[Detection examples]
** begin **
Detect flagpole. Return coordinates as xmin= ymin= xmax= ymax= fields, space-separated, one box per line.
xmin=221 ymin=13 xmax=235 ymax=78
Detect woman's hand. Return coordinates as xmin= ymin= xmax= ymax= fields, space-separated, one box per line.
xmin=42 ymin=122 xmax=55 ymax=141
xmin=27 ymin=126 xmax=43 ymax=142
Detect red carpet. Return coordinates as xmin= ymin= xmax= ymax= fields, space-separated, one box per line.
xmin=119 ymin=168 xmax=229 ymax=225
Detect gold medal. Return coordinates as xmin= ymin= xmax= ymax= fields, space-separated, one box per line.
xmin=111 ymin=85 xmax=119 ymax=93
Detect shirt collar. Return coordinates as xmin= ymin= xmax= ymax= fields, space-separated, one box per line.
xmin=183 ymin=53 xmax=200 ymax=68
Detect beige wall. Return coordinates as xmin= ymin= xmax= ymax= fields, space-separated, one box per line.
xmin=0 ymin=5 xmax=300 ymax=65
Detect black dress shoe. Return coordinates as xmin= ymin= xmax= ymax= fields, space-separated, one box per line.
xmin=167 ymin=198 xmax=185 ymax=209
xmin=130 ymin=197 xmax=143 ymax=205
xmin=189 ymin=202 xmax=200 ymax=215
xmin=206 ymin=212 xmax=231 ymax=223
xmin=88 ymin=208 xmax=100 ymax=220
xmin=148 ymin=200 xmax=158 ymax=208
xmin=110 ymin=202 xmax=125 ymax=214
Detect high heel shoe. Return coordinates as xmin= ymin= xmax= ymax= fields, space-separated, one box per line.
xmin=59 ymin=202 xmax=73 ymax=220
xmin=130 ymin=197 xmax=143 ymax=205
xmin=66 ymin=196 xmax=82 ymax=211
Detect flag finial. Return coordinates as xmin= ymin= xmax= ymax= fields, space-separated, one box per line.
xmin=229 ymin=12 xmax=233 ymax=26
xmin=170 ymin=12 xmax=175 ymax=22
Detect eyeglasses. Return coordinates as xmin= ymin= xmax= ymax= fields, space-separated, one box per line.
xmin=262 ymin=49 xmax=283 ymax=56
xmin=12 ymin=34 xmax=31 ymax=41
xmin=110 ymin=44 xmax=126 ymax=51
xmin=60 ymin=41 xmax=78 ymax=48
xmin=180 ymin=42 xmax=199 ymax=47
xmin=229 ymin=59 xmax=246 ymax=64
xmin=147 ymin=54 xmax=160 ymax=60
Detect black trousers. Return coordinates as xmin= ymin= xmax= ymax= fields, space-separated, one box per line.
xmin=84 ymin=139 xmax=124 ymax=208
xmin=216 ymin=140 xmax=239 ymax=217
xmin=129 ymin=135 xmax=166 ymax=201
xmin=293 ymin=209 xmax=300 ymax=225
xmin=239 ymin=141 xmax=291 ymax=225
** end **
§ **Problem description**: The entries above should be repeated exactly, every one of them.

§ **The answer**:
Detect flagpole. Return coordinates as xmin= ymin= xmax= ymax= fields, space-separated, one box per line.
xmin=221 ymin=13 xmax=235 ymax=78
Detect woman's hand. Return coordinates as xmin= ymin= xmax= ymax= fields, space-separated, one box per line.
xmin=42 ymin=122 xmax=55 ymax=141
xmin=27 ymin=126 xmax=43 ymax=142
Detect red carpet. Return coordinates as xmin= ymin= xmax= ymax= fields, space-separated, one box per line.
xmin=119 ymin=168 xmax=229 ymax=225
Detect gold medal. Return coordinates as xmin= ymin= xmax= ymax= fields, space-separated, one box per line.
xmin=111 ymin=85 xmax=119 ymax=93
Detect shirt collar. Return coordinates as xmin= ymin= xmax= ymax= fields, space-separated, one box per line.
xmin=183 ymin=53 xmax=200 ymax=68
Detect beige wall. Return coordinates as xmin= ymin= xmax= ymax= fields, space-separated, one box per line.
xmin=0 ymin=5 xmax=300 ymax=65
Detect black dress shoe. Return coordinates as xmin= ymin= xmax= ymax= fields, space-separated, one box per line.
xmin=167 ymin=198 xmax=185 ymax=209
xmin=130 ymin=197 xmax=143 ymax=205
xmin=189 ymin=202 xmax=200 ymax=215
xmin=206 ymin=212 xmax=231 ymax=223
xmin=88 ymin=208 xmax=100 ymax=220
xmin=148 ymin=200 xmax=158 ymax=208
xmin=110 ymin=202 xmax=125 ymax=214
Detect high heel shoe. Return coordinates as xmin= ymin= xmax= ymax= fields, space-separated, one box per line.
xmin=59 ymin=202 xmax=73 ymax=220
xmin=130 ymin=197 xmax=143 ymax=205
xmin=66 ymin=196 xmax=82 ymax=211
Detect flag finial. Return coordinates as xmin= ymin= xmax= ymax= fields, space-separated, one box per line.
xmin=229 ymin=12 xmax=233 ymax=26
xmin=170 ymin=12 xmax=175 ymax=22
Detect eyeglasses. Return coordinates as xmin= ymin= xmax= ymax= fields, space-separated, one box per line.
xmin=262 ymin=49 xmax=283 ymax=56
xmin=12 ymin=34 xmax=31 ymax=41
xmin=110 ymin=44 xmax=126 ymax=51
xmin=60 ymin=41 xmax=78 ymax=48
xmin=180 ymin=42 xmax=199 ymax=47
xmin=229 ymin=59 xmax=246 ymax=64
xmin=147 ymin=54 xmax=160 ymax=60
Detect black trousers. Return coordinates as xmin= ymin= xmax= ymax= fields, space-separated, one box per line.
xmin=84 ymin=139 xmax=124 ymax=208
xmin=216 ymin=140 xmax=239 ymax=217
xmin=129 ymin=135 xmax=166 ymax=201
xmin=293 ymin=209 xmax=300 ymax=225
xmin=239 ymin=141 xmax=291 ymax=225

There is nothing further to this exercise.